# Task description
Reproduce the data below word for word.

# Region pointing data

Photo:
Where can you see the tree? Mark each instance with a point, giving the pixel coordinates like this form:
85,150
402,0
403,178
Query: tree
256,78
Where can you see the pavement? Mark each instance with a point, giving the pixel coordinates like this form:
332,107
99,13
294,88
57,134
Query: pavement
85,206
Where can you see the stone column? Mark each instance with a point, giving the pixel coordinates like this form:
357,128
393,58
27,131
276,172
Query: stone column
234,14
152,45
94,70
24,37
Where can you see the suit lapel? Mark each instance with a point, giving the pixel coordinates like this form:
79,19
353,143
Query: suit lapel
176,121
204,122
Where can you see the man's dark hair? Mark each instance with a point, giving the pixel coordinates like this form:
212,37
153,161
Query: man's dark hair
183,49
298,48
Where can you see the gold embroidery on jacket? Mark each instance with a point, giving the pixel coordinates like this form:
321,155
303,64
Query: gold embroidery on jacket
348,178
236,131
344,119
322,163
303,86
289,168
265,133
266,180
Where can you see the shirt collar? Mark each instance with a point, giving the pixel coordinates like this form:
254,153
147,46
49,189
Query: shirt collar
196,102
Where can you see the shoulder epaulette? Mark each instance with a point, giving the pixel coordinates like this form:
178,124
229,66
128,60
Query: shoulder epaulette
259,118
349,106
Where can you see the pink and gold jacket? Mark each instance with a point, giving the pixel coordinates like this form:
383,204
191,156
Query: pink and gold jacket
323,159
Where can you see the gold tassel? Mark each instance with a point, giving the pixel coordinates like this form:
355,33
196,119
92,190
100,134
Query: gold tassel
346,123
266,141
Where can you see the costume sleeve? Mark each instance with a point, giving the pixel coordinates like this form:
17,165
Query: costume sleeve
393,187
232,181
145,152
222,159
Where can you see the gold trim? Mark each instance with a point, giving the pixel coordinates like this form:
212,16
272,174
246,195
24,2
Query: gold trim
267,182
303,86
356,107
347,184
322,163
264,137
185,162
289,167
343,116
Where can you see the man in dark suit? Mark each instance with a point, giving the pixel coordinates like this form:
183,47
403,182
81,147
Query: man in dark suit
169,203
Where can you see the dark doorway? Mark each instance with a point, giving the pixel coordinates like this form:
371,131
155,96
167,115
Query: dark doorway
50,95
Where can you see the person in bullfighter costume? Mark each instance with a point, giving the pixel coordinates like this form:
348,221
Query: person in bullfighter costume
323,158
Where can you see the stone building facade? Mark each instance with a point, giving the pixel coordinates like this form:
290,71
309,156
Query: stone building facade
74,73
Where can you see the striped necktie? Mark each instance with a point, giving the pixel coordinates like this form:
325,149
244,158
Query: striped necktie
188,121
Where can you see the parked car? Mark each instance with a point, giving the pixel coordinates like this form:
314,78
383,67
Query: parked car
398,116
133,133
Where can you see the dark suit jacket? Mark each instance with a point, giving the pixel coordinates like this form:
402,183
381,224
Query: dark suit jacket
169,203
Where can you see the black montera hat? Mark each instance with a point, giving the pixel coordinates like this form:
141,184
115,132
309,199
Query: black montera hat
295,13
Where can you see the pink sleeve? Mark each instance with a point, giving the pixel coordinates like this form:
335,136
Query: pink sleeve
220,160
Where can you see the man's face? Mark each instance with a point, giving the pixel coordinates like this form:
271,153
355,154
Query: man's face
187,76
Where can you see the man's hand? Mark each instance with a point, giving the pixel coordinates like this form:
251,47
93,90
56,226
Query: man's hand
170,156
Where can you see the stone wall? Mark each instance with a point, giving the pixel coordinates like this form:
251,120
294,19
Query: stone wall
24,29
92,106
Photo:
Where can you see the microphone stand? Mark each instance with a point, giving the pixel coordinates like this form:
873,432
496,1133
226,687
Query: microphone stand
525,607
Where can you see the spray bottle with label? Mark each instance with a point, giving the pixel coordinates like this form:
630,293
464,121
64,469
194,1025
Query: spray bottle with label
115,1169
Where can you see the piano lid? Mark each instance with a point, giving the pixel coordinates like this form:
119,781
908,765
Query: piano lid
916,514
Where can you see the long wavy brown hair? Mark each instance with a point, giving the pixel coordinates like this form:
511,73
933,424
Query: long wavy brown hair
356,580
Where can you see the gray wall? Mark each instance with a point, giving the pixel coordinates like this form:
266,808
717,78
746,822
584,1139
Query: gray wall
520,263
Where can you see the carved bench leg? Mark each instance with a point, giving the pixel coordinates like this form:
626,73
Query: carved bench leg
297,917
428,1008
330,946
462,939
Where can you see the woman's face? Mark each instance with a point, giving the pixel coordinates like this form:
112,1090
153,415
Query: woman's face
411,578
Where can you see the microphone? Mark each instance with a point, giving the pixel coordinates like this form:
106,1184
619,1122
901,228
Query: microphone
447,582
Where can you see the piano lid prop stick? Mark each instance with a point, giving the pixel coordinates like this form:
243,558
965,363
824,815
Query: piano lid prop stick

# Exercise output
Photo:
Where can you see the tree? Mark each instance with a point, giving the pixel coordinates like this form:
85,150
402,0
403,178
Query: tree
256,78
Where can you see the pavement? Mark each instance with a point, giving the pixel coordinates like this form:
332,107
99,13
294,88
57,134
Query: pavement
85,206
Where can you see the stone column? Mark each instance with a point, giving the pixel coordinates like this form:
357,128
393,58
27,131
276,172
Query: stone column
234,14
152,45
94,70
24,37
Where can you see the suit lapel? Mark each instance with a point, giving the pixel coordinates like this form:
79,19
353,143
Query: suit lapel
176,121
204,122
Where can you see the man's dark hair? Mark each instance with a point, giving the pixel coordinates like this form:
212,37
153,161
Query: man's dark hair
183,49
298,48
Where can you see the gold embroidery on jacket? Mark each instance with a point, giving the pixel coordinates like this form:
321,155
303,64
Query: gold embroidery on jacket
348,178
236,131
344,119
322,163
303,86
289,168
265,133
266,180
Where can you see the shirt collar? Mark each instance with a point, giving the pixel coordinates like this form:
254,153
147,46
49,189
Query: shirt collar
196,102
Where can you see the shoulder epaulette? Mark each instance with a point, giving the pixel coordinates like this form:
178,124
229,66
128,60
Query: shoulder epaulette
259,118
349,106
Where can you see the pink and gold jacket? Mark each instance with a point, giving the pixel coordinates like this form:
383,204
191,156
Query: pink and gold jacket
323,159
Where can you see the gold tassel? Mark each instance with a point, giving the pixel coordinates like this form:
355,33
196,119
92,190
100,134
Query: gold tassel
346,123
266,141
Where can you see the costume sleeve? Mark each instance with a point, giving the pixel coordinates like this form:
17,165
Query: costume sleeve
393,187
232,181
145,152
222,159
Where can you see the gold trim? Mark each instance with a point, giving the pixel coordinates like this form:
212,16
272,174
246,195
24,2
Query: gold trim
267,182
303,86
356,107
347,184
322,163
264,137
185,162
289,167
343,116
Where can you see the man in dark suit? Mark each instance with a point, giving the pixel coordinates like this form:
183,47
403,182
81,147
Query: man in dark suit
169,203
Where can you see the dark doorway? Mark each instance with a point, giving the pixel coordinates like this form:
371,131
155,96
167,115
Query: dark doorway
50,95
Where can you see the person in bullfighter costume? Mark each instance with a point, giving the pixel coordinates like this form:
348,221
Query: person in bullfighter costume
323,158
Where can you see the stone building facade? Mark each instance with a point, giving the pixel coordinates like this form:
290,71
309,156
Query: stone building facade
74,73
Where can you see the striped necktie? Mark each instance with a point, giving the pixel coordinates like this form:
325,149
244,158
Query: striped necktie
188,121
Where can you see the parked car? Mark each instance with a point, giving the pixel coordinates like this form:
314,78
383,67
Query: parked car
398,116
133,133
Where can you see the dark suit jacket? Mark each instance with a point, giving the pixel coordinates like this form:
402,183
381,224
Query: dark suit jacket
169,203
Where can you see the black montera hat? Mark each instance with a point, giving the pixel coordinates like this form:
141,184
115,132
309,199
Query: black montera hat
295,13
Where can you see the pink sleeve? Mark each instance with a point, giving the pixel coordinates like this form:
335,136
Query: pink sleeve
220,160
Where can you see the man's face? Mark each instance with a point, giving the pixel coordinates like this form:
271,153
355,154
Query: man's face
187,76
Where can you see the man's hand? Mark each instance with a point, giving the pixel coordinates like this form:
251,47
93,90
56,226
Query: man's hand
170,156
Where can you see the stone wall? Mark each instance with a point, giving the pixel coordinates like this form:
251,120
294,19
Query: stone wall
24,29
92,106
Photo:
Where can you see the microphone stand? Mark each instance with a point, giving the pixel coordinates like this form:
873,432
496,1133
226,687
Query: microphone stand
525,607
Where can you see the spray bottle with label? Mark each instance with a point, giving the pixel coordinates like this form:
630,293
464,121
64,469
194,1025
Query: spray bottle with label
115,1169
Where can you see the piano lid? Mark each instance with a point, giving the pixel coordinates like this form:
119,781
908,765
Query: piano lid
916,514
Where can you see the long wavy brown hair? Mark each instance with a point, giving the pixel coordinates like this form:
511,73
933,424
Query: long wavy brown hair
356,580
Where can you see the gray wall? Mark each instance with a point, giving the pixel coordinates like this form:
266,808
717,78
746,822
584,1139
Query: gray wall
520,263
Where can you see the carved bench leg? Mark each instance with a point, giving the pixel coordinates like this form:
626,73
Query: carved bench leg
297,917
428,1008
330,946
462,939
Where can you see the woman's face? Mark each instance with a point, giving the pixel coordinates like this form:
112,1090
153,415
Query: woman's face
411,578
Where can you see the microphone? Mark each instance with a point, giving the pixel coordinates like this form:
106,1184
619,1122
901,228
Query: microphone
447,582
Where can you see the piano lid prop stick? Mark each instance with a point, giving the pixel coordinates like this form:
243,558
965,363
824,815
Query: piano lid prop stick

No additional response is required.